**DATA FOR THIS EXERCISE:**
--- --- ---

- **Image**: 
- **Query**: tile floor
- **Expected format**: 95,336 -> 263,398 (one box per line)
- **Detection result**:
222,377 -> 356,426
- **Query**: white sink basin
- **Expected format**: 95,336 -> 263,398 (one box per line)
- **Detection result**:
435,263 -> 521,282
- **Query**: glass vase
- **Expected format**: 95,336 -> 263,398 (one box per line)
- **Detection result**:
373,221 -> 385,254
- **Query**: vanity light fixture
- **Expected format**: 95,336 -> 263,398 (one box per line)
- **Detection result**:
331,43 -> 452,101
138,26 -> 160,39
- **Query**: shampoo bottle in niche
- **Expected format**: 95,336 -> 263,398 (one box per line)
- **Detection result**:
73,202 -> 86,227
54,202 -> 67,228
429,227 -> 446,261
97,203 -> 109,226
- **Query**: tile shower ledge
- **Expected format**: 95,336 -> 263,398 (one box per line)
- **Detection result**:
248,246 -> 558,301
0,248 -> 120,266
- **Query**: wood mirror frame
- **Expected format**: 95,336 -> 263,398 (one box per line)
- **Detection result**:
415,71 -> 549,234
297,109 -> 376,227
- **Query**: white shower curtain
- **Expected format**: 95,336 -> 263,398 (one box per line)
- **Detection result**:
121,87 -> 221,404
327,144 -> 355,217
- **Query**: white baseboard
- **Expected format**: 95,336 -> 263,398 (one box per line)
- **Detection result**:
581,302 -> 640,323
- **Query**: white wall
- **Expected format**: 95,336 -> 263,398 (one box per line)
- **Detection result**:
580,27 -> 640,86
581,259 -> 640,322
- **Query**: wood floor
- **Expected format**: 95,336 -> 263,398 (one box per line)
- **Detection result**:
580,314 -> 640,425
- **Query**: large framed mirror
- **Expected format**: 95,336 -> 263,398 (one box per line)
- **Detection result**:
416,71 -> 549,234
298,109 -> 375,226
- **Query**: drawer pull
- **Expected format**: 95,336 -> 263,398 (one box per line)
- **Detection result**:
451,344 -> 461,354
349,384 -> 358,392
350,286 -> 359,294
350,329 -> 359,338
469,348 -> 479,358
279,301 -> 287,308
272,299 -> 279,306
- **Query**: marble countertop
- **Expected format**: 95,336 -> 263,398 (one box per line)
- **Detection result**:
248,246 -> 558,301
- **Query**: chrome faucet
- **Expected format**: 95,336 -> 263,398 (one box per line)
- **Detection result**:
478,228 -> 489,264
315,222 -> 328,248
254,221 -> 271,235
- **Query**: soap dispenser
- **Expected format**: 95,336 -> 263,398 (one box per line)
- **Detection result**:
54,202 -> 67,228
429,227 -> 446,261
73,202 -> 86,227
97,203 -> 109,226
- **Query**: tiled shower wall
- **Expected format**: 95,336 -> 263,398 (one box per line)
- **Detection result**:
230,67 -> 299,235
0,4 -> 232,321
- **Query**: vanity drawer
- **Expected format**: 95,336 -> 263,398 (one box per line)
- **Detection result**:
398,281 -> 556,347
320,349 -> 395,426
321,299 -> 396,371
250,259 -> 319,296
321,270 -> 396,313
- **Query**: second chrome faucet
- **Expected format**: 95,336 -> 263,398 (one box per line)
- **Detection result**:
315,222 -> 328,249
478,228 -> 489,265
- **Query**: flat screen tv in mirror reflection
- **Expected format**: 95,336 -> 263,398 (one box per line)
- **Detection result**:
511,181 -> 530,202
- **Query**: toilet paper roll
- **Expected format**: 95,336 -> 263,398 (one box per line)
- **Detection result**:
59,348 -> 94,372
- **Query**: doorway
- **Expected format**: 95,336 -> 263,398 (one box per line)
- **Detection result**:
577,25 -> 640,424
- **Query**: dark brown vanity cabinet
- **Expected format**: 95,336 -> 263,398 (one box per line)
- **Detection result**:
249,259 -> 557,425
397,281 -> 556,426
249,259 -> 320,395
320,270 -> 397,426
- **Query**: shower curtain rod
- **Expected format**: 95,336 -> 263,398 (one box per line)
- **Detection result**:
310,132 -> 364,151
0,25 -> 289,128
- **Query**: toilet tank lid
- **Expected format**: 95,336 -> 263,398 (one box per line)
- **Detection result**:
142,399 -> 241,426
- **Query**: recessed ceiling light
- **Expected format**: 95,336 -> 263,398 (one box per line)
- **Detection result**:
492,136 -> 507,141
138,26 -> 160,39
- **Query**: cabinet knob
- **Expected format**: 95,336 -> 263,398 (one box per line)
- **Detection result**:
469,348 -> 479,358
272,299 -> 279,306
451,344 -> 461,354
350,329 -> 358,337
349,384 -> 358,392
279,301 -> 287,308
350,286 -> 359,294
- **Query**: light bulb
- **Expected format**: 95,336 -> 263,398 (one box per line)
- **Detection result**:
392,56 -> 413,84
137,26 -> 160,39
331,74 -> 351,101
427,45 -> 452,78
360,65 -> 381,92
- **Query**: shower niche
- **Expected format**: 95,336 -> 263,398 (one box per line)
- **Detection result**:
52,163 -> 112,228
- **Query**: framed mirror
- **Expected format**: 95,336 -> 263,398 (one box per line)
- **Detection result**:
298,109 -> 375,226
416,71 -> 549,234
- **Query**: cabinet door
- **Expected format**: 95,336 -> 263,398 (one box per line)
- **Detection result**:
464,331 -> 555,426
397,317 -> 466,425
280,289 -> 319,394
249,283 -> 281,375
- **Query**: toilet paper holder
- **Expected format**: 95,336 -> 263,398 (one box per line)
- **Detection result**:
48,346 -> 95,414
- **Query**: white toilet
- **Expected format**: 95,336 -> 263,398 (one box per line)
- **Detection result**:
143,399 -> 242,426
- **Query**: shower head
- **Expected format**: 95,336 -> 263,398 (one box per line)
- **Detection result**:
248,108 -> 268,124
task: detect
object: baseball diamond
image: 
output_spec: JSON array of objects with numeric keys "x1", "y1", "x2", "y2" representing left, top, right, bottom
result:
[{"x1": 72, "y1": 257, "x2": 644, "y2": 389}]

--- --- ---

**REQUIRED WORK:**
Go through the material and copy each line in which the word "mirror" occurs.

**PROBLEM SOLUTION:**
- **Query**: wood mirror frame
- **Query**: large framed mirror
- **Query**: flat screen tv in mirror reflection
- **Query**: framed mirror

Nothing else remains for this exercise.